━━━ Extrait à lire
Les cartes magnétiques étant en effet largement répandues, la loi prive les exploitants de la clientèle qui en fait usage et multiplie les risques d'agression.

A.7. En sa cinquième branche, le moyen reproche à l'article 62 de la loi attaquée d'imposer aux seuls établissements de classes I et II de conserver un registre identifiant précisément les personnes accédant à ces établissements. Cette différence de traitement n'est pas justifiée.

La disposition attaquée est par ailleurs contradictoire en ce qu'elle impose la tenue du registre aux seuls établissements de classes I et II et sanctionne les seuls établissements de classes II et III en cas de mauvaise tenue dudit registre.
━━━━━━
━━━ Lignes
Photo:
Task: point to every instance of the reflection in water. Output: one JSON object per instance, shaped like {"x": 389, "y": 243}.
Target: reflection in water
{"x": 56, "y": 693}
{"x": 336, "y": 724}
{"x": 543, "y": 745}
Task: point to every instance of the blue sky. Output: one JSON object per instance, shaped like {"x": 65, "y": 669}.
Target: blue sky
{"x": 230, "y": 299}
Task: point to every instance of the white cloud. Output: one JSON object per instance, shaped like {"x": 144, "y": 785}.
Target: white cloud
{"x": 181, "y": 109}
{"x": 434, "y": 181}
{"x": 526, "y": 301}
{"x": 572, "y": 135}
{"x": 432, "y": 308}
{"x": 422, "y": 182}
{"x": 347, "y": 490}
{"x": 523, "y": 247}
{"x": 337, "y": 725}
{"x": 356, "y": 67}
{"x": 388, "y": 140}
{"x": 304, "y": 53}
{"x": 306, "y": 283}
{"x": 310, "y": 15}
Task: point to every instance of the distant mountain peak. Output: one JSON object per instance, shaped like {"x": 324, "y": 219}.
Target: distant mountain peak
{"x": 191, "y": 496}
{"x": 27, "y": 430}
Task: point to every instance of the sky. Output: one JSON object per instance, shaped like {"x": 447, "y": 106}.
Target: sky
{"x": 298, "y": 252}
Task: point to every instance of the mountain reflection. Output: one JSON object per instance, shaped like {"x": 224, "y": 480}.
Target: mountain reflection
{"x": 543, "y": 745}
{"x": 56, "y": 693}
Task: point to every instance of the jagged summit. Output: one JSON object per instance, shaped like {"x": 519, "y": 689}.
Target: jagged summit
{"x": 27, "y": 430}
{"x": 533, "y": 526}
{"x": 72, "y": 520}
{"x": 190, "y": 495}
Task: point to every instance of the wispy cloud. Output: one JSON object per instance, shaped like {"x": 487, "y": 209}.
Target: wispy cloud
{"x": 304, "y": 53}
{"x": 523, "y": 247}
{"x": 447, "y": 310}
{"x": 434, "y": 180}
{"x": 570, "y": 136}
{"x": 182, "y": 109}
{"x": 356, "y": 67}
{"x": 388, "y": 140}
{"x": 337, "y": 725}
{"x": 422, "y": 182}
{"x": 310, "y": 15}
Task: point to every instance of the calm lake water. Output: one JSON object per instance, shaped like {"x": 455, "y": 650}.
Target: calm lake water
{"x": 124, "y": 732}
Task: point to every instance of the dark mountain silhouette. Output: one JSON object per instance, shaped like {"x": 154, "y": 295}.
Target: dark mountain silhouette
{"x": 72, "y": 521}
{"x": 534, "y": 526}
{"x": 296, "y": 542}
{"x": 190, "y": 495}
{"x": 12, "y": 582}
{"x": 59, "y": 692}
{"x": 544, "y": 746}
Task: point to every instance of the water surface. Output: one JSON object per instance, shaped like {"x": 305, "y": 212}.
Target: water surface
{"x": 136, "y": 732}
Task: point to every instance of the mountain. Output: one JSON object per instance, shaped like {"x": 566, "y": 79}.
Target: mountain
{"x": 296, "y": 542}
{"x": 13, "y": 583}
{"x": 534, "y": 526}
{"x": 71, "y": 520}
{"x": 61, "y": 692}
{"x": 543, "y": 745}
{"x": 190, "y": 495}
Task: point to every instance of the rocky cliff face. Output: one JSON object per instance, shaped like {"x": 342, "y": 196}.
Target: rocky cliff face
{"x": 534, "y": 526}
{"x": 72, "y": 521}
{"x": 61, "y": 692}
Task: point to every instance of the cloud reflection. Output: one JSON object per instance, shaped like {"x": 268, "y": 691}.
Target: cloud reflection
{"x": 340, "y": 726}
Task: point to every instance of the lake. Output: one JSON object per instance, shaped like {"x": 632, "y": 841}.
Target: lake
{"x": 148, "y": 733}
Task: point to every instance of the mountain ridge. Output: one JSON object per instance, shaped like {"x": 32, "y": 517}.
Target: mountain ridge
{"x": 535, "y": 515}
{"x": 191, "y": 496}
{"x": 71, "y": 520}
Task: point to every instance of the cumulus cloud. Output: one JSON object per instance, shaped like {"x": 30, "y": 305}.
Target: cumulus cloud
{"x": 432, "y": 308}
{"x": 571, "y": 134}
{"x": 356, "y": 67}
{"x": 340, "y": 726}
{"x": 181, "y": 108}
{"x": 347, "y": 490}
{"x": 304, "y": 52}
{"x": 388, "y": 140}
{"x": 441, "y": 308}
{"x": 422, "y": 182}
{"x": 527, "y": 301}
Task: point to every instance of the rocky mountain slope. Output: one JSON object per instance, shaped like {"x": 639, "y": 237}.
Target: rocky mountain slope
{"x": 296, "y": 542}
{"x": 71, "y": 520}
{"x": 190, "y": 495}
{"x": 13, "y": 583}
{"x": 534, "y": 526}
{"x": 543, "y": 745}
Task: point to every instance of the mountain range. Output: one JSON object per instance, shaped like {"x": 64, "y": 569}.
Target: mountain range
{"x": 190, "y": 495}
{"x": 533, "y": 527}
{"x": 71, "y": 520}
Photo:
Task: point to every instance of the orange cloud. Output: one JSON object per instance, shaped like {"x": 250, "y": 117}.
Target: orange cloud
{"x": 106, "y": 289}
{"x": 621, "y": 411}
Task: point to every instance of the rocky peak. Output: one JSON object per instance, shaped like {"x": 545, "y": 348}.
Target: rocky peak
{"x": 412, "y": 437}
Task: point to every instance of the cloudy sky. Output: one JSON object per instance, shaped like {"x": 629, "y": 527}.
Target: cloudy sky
━━━━━━
- Énoncé
Écrivez la suite de l'extrait sur la loi attaquée et ses registres d'accès, à partir de sa dernière phrase.

- Résultat
A.8. Le moyen reproche encore à l'article 54, § 1er, de la loi attaquée, en instaurant une majorité spéciale (21 ans) applicable exclusivement aux établissements de classes I et II, de traiter ceux-ci de manière discriminatoire par rapport aux établissements de classe III ainsi que par rapport à un ensemble hétérogène d'établissements commerciaux menaçant la moralité ou le patrimoine de majeurs de 18 ans (établissements où sont projetés des films pornographiques, établissements de crédit peu scrupuleux accordant à un jeune un emprunt qu'il n'est pas en mesure de rembourser). En réalité, dès lors que le législateur a entendu fixer la majorité civile et pénale à 18 ans, il n'est pas justifiable de moduler celle-ci en fonction d'activités qui seraient jugées plus critiquables que d'autres, sauf à méconnaître précisément le principe d'égalité et de non-discrimination.

Quant au second moyen A.9. Le moyen est pris de la violation des articles 10, 11, 39 et 143, § 1er, de la Constitution, de l'article 6, § 1er, I et II, 3°, de la loi spéciale du 8 août 1980 de réformes institutionnelles et de l'excès de pouvoir.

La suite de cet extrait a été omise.